• [GOALS]
**a.** Answer these from the blog excerpt, one answer per line, marked to match:
(i) How much more of the Scottish Mortgage Trust is the writer buying?
(ii) What sum is gifted to each son as an "Opportunities Fund"?
(iii) How often does the bus run between the studio flat and the University?
**b.** In the rows, take the lines starting with the line with "object_class: fence" and going on through the line with "[79,152,88,157]". Switch "detection" to "segmentation" everywhere in those lines and return only those lines with nothing else altered.

• [SOURCE EXCERPT]
╭──
Markets across the world are tumbling, and for the first time I'm watching it happen. I'm very glad that I sold our CIS UK Growth funds a couple of months ago and took out the cash that we will need for the next two years as there is no indication of when things will recover and according to some commentators we could be in for a very bumpy time.

For now I'm going to sit tight and see what happens. (Well apart from buying £580 more of the Scottish Mortgage Trust we hold in my husband's ISA which has dropped over 7% since Friday. My husband has just received the final payment from his pension TFLS due when he retired so we have a little extra spare cash). I'll also be buying my Monkey Stocks on iii's next regular investments day towards the end of Sept. Who knows, they may be very cheap indeed by then :-)

Tuesday, 18 August 2015

Student Living

Last week we finally received the great news that my son had been awarded a place on the MA course he applied for at the beginning of July.

This was a tremendous achievement on his part as the Department is rated second in the country for the subject and they describe the competition for the course as "fierce", deliberately keeping the number of students down in order to preserve a high staff to student ratio. As part of the application process he had to produce a research proposal and a piece of critical writing as his degree is in an unrelated subject (Law). He worked very hard on all this and we're extremely proud of him.

Since we now have a clear plan for our retirement and are pretty sure we have (more or less) enough to do what we want to be able to do, we have decided to gift £17,500 of our ISA savings to each of our sons as an "Opportunities Fund" to be used to allow them to do something they would otherwise not be able to do, hopefully to improve their lives permanently. This may (or may not) be directly tied to job prospects as personal satisfaction and development comes in many forms. :-) The eldest is using his to go back to University and the youngest is leaving his with us for the time being until he has a good use for it.

In addition to gifting the £17,500 we have also said that my eldest son can live rent free in our studio flat for the year. Our youngest son has already made use of the flat between his MA and PhD when he was doing some intern work and applying for funding. This is, in fact, why we bought the flat, as we only own a modest semi and having an adult son live at home can get a bit "cramped" if it goes on for any length of time. :-)

(btw I am painfully aware that my sons have both been given an educational advantage by having parents who have been able to afford to supplement student loans, internships, housing and life in general. I am ideologically opposed to the idea that education is ever something that should be allowed to exclude people for financial reasons and would never have sent them to private school, but parents these days seem increasing sucked into supporting their kids through further education if they can. As this becomes the norm surely the kids of those who cannot afford to help become actively disadvantaged? One for my conscience (and vote)).

Having now got the offer of a place we have been thinking in more depth about accommodation and my son has decided that he would rather live on campus if possible. Although our studio flat is only about 30 mins by road from the University he doesn't drive and there is only one bus an hour and none after 6.30 in the evening. He had been thinking about getting a bike as there is a cycle route for some of the way but travelling home late in winter on poorly lit roads was a bit of a worry. In addition it would be good for him to be in the thick of things and we wouldn't have to give our tenant notice (something I'm loath to do as she has been very good and is obviously happy where she is despite only signing up for 6 months initially).
╰──
• [DATA ROWS]
╭──
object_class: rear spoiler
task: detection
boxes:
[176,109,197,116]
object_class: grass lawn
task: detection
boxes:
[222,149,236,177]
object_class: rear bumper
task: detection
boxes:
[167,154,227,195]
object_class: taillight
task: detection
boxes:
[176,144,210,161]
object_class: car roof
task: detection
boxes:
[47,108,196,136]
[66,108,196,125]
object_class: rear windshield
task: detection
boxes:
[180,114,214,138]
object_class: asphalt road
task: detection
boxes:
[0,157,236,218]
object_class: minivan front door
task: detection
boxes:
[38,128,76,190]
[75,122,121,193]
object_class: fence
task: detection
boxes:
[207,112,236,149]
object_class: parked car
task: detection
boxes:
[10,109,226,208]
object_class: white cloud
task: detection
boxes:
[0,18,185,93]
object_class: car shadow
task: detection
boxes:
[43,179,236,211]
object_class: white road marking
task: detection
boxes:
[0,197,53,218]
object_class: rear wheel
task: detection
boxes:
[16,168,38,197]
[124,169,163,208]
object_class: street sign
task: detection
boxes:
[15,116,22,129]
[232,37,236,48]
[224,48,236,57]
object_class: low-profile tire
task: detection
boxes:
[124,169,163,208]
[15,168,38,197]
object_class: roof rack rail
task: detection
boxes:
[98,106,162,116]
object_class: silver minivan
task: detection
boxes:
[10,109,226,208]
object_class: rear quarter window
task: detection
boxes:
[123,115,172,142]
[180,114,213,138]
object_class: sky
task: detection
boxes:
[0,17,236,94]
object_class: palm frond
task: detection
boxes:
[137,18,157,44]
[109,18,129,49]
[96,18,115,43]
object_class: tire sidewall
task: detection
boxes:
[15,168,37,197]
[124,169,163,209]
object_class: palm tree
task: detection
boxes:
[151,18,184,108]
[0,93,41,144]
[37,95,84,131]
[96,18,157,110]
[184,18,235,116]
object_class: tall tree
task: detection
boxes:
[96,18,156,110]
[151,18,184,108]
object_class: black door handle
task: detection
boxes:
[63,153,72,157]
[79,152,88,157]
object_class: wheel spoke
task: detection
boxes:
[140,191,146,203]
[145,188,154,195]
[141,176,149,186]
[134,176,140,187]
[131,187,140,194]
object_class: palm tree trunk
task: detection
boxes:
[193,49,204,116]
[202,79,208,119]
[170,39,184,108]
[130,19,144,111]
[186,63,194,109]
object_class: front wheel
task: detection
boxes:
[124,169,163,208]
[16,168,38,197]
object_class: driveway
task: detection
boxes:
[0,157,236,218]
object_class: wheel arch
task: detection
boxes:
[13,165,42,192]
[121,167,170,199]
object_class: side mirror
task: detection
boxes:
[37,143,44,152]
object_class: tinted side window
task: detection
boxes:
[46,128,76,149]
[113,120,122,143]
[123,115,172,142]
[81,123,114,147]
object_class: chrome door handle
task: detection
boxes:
╰──
• [ANSWERS BY TASK]
**a.**
(i) £580
(ii) £17,500
(iii) One bus an hour, with none after 6.30 in the evening

**b.**
object_class: fence
task: segmentation
boxes:
[207,112,236,149]
object_class: parked car
task: segmentation
boxes:
[10,109,226,208]
object_class: white cloud
task: segmentation
boxes:
[0,18,185,93]
object_class: car shadow
task: segmentation
boxes:
[43,179,236,211]
object_class: white road marking
task: segmentation
boxes:
[0,197,53,218]
object_class: rear wheel
task: segmentation
boxes:
[16,168,38,197]
[124,169,163,208]
object_class: street sign
task: segmentation
boxes:
[15,116,22,129]
[232,37,236,48]
[224,48,236,57]
object_class: low-profile tire
task: segmentation
boxes:
[124,169,163,208]
[15,168,38,197]
object_class: roof rack rail
task: segmentation
boxes:
[98,106,162,116]
object_class: silver minivan
task: segmentation
boxes:
[10,109,226,208]
object_class: rear quarter window
task: segmentation
boxes:
[123,115,172,142]
[180,114,213,138]
object_class: sky
task: segmentation
boxes:
[0,17,236,94]
object_class: palm frond
task: segmentation
boxes:
[137,18,157,44]
[109,18,129,49]
[96,18,115,43]
object_class: tire sidewall
task: segmentation
boxes:
[15,168,37,197]
[124,169,163,209]
object_class: palm tree
task: segmentation
boxes:
[151,18,184,108]
[0,93,41,144]
[37,95,84,131]
[96,18,157,110]
[184,18,235,116]
object_class: tall tree
task: segmentation
boxes:
[96,18,156,110]
[151,18,184,108]
object_class: black door handle
task: segmentation
boxes:
[63,153,72,157]
[79,152,88,157]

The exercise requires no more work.